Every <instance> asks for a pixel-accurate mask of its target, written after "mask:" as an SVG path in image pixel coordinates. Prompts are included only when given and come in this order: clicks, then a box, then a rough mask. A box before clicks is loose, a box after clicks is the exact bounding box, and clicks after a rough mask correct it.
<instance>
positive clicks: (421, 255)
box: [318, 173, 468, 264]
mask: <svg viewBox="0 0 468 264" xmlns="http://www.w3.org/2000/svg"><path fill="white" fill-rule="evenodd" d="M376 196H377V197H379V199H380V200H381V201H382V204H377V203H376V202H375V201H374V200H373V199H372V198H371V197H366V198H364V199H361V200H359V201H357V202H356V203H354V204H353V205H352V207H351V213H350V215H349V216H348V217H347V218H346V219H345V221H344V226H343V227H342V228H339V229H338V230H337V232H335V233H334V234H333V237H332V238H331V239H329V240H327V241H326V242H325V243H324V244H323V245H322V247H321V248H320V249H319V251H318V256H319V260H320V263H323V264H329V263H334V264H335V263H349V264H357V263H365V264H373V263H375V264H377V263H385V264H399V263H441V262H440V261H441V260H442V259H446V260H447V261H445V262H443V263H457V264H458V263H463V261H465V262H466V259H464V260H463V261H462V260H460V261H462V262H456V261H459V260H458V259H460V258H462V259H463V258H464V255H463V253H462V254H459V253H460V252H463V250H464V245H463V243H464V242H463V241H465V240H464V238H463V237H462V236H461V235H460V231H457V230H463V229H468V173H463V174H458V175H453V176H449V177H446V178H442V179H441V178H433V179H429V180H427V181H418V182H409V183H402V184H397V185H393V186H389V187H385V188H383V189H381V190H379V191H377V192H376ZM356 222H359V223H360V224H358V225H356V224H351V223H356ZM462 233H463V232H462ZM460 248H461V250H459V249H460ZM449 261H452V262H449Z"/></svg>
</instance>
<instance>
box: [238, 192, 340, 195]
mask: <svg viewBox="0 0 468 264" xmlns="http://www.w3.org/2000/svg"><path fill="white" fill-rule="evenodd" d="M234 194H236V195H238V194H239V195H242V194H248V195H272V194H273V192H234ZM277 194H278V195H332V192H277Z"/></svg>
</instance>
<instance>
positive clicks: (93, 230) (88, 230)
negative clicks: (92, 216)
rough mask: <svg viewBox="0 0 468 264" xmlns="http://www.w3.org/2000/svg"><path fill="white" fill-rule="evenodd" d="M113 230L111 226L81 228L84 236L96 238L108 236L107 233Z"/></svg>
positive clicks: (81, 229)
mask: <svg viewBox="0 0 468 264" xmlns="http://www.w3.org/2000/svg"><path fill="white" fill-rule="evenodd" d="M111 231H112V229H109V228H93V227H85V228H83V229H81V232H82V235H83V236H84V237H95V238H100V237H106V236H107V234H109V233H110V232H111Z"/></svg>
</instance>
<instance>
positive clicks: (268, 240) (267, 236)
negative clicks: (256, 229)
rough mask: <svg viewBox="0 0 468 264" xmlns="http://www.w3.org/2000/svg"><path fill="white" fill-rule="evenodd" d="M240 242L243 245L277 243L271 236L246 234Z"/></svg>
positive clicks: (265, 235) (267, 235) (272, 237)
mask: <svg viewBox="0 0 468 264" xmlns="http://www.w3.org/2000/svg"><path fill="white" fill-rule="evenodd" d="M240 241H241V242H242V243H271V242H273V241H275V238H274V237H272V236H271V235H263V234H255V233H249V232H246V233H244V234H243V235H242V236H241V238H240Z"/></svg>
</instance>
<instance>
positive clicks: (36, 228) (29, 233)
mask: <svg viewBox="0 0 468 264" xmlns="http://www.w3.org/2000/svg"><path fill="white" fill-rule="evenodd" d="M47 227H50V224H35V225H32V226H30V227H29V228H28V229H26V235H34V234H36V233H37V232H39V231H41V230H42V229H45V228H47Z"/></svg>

## Problem requirements
Each line from the one containing "positive clicks: (265, 235)" through the end of the material must be returned exactly; no other line should appear.

## Response to this task
positive clicks: (265, 235) (267, 235) (272, 237)
mask: <svg viewBox="0 0 468 264" xmlns="http://www.w3.org/2000/svg"><path fill="white" fill-rule="evenodd" d="M240 241H241V242H242V243H271V242H273V241H275V238H274V237H272V236H271V235H263V234H255V233H249V232H246V233H244V234H243V235H242V236H241V238H240Z"/></svg>
</instance>
<instance>
positive clicks: (36, 228) (29, 233)
mask: <svg viewBox="0 0 468 264" xmlns="http://www.w3.org/2000/svg"><path fill="white" fill-rule="evenodd" d="M47 227H50V224H35V225H32V226H30V227H29V228H28V229H26V235H34V234H36V233H37V232H39V231H41V230H42V229H45V228H47Z"/></svg>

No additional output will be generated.